» Exercise instructions:
1. Rewrite the Anvil Jupyter guide from "Using anvil to" to "your Purdue account!", putting "passphrase" in place of "password".
2. According to the Anvil Jupyter guide, what allocation should always be selected for The Data Mine?
** begin Supplied text **
Using anvil to launch a Jupyter Notebook
Let’s start off by starting up our first Jupyter session on Anvil! We always use the URL https://ondemand.anvil.rcac.purdue.edu and the ACCESS username that you were assigned (when you setup your account) and the ACCESS password that you chose. These are NOT the same as your Purdue account!
These credentials are not the same as your Purdue account. |
In the upper-middle part of your screen, you should see a dropdown button labeled The Data Mine
. Click on it, then select Jupyter Notebook
from the options that appear. If you followed all the previous steps correctly, you should now be on a screen that looks like this:
If your screen doesn’t look like this, please try and select the correct dropdown option again or ask one of the TAs during seminar for more assistance.
Jupyter Lab and Jupyter Notebook are technically different things, but in the context of seminar we will refer to them interchangeably to represent the tools you’ll be using to work on your projects. |
There are a few key parts of this screen to note:
-
Allocation: this should always be cis220051 for The Data Mine
-
Queue: again, this should stay on the default option
shared
unless otherwise noted. -
Time in Hours: The amount of time your Jupyter session will last. When this runs out, you’ll need to start a new session. It may be tempting to set it to the maximum, but our computing cluster is a shared resource. This means every hour you use is an hour someone else can’t use, so please ONLY reserve it for 1-2 hours at a time.
** end Supplied text **
** begin Material shown **
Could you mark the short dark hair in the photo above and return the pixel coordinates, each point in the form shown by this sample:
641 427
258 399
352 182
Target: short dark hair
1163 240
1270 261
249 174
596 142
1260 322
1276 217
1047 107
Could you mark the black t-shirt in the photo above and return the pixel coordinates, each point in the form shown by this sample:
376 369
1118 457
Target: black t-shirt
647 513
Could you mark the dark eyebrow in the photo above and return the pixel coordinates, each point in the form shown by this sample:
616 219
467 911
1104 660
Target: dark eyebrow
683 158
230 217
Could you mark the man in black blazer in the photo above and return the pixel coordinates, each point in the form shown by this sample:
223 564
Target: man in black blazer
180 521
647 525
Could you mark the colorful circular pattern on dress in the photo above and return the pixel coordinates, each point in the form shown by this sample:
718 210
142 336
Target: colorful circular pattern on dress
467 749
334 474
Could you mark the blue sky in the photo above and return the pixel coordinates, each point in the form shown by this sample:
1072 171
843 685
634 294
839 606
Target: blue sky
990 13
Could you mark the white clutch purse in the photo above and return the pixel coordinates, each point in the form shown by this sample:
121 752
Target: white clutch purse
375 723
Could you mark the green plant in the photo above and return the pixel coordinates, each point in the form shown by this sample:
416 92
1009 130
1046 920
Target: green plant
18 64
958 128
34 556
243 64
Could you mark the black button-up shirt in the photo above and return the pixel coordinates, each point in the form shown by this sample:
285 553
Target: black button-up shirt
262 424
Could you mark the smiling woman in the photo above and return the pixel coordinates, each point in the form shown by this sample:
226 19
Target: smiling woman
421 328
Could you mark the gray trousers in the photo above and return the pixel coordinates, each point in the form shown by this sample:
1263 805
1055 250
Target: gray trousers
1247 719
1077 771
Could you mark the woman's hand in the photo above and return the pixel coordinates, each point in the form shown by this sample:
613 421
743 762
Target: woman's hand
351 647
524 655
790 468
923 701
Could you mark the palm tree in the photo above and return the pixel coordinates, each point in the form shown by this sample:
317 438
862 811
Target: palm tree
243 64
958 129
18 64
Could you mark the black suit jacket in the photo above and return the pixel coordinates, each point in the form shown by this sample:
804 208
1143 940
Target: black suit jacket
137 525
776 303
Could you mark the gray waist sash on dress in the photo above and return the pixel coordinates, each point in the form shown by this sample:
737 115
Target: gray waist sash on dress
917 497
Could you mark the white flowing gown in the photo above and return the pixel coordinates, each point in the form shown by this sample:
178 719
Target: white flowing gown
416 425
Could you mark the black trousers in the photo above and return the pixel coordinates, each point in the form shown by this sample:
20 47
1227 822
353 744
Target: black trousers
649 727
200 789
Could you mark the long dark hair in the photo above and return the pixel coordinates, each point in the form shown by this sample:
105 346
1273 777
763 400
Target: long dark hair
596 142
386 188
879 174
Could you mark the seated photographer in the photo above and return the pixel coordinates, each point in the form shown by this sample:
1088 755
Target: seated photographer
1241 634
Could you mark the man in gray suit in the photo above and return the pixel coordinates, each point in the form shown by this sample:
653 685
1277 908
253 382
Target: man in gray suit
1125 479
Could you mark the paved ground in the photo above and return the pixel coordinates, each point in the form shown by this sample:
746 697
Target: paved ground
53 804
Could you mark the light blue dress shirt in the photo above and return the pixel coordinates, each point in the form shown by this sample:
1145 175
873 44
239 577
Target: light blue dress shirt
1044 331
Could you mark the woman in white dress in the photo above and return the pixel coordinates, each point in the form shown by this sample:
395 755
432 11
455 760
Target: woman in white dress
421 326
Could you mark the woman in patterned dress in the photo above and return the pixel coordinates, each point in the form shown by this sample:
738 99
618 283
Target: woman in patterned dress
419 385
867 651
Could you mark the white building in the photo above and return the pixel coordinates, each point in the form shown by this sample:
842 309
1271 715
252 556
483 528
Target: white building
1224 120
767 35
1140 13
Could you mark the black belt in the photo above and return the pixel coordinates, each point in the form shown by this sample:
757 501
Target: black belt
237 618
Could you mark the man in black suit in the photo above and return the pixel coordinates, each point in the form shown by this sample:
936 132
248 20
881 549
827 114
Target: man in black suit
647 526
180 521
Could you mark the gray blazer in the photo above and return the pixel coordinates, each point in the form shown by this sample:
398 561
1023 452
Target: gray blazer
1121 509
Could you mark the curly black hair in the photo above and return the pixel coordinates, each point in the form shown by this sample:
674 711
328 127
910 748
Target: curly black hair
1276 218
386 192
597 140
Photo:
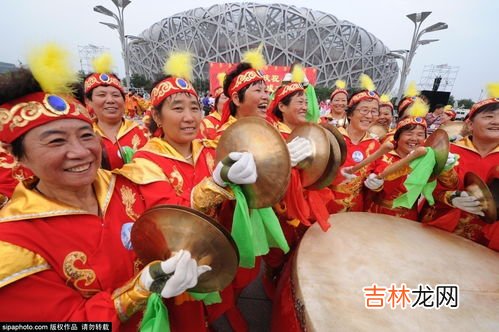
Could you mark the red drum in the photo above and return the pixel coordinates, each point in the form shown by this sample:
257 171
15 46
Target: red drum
331 279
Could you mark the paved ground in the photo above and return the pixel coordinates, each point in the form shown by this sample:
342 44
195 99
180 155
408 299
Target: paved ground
255 307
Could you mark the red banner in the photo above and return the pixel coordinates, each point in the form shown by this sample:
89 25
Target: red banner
273 74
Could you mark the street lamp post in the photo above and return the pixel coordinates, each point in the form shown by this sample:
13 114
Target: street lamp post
120 27
417 19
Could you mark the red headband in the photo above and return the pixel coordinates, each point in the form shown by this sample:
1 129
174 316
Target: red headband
363 95
411 120
244 79
481 104
170 86
97 79
19 116
282 92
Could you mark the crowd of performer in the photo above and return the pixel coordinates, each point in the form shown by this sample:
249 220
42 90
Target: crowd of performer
78 170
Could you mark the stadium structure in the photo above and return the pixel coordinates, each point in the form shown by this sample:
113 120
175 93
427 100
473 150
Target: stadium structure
222 33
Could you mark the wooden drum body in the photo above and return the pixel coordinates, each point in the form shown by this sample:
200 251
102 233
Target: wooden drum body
331 270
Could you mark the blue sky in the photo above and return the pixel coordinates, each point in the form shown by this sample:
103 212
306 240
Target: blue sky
469 43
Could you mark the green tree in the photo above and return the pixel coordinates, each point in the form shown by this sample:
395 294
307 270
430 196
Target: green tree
465 103
451 100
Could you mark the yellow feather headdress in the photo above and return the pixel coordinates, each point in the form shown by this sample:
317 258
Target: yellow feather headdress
179 64
50 65
366 83
103 63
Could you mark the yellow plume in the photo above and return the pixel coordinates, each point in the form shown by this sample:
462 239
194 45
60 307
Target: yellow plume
411 90
340 84
384 98
493 90
179 64
103 63
221 78
418 108
366 83
298 74
51 68
255 58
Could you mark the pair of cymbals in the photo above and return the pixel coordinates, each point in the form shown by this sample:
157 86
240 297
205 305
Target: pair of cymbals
488 197
439 142
166 229
273 164
319 170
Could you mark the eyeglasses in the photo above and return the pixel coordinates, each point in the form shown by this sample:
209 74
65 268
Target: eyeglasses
364 111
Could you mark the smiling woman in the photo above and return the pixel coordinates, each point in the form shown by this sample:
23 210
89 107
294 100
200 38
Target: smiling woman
60 234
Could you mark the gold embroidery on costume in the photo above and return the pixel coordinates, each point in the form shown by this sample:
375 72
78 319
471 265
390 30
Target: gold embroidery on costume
210 162
466 228
135 142
76 275
128 199
177 181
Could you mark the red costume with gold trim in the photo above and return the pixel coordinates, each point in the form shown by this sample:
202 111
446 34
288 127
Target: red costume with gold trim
393 187
442 214
209 125
350 196
130 134
62 263
166 177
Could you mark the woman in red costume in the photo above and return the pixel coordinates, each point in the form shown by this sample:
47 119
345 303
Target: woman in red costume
456 210
362 112
106 96
64 258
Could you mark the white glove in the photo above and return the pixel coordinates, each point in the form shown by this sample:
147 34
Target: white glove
451 161
373 182
300 148
346 174
468 203
173 276
242 171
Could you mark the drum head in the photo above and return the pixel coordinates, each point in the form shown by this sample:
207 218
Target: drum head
331 270
169 228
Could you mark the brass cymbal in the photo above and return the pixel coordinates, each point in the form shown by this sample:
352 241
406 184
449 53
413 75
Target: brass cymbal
271 155
169 228
314 166
453 129
439 141
476 187
333 164
339 138
378 130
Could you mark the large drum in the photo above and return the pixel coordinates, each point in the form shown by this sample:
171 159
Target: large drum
333 275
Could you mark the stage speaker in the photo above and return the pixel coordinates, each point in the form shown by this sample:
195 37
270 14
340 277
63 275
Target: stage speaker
436 97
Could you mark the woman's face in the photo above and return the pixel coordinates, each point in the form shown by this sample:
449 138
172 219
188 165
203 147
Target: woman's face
294 113
339 104
108 104
179 118
410 140
63 154
256 100
485 126
385 116
221 101
364 115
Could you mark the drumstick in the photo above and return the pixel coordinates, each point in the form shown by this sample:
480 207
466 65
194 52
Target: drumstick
383 149
418 152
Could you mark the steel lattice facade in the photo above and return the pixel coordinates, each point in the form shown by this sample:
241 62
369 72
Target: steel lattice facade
221 33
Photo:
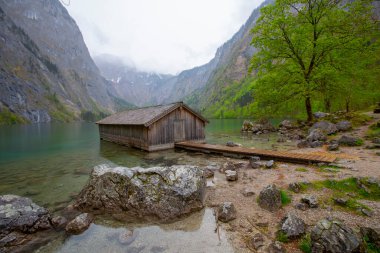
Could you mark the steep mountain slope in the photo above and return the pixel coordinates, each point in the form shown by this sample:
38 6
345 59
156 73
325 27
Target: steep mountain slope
142 88
202 87
46 71
231 69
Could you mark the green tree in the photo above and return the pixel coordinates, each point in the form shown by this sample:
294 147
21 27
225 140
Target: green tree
305 49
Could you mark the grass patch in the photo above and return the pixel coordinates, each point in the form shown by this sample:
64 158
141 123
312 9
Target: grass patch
282 237
305 244
285 198
374 130
361 188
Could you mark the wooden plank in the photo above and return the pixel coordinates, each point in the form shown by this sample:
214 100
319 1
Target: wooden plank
267 154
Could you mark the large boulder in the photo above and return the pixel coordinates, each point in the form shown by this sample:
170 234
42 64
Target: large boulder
293 226
350 141
270 198
334 237
320 115
316 135
343 125
162 193
20 221
287 124
247 126
326 127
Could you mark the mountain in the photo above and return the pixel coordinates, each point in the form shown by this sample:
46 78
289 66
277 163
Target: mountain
46 71
202 87
142 88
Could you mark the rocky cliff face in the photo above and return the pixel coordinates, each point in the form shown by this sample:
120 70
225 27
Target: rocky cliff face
142 88
46 71
200 86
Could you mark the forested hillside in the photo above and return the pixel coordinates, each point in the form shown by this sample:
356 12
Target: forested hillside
342 63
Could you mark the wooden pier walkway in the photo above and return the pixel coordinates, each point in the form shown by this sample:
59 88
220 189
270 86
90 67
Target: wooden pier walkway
242 152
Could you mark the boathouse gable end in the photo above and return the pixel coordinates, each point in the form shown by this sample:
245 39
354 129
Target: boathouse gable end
154 128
** end Material shown **
» Responses to the exercise:
1.
Using anvil to launch a Jupyter Notebook
Let’s start off by starting up our first Jupyter session on Anvil! We always use the URL https://ondemand.anvil.rcac.purdue.edu and the ACCESS username that you were assigned (when you setup your account) and the ACCESS passphrase that you chose. These are NOT the same as your Purdue account!

2. cis220051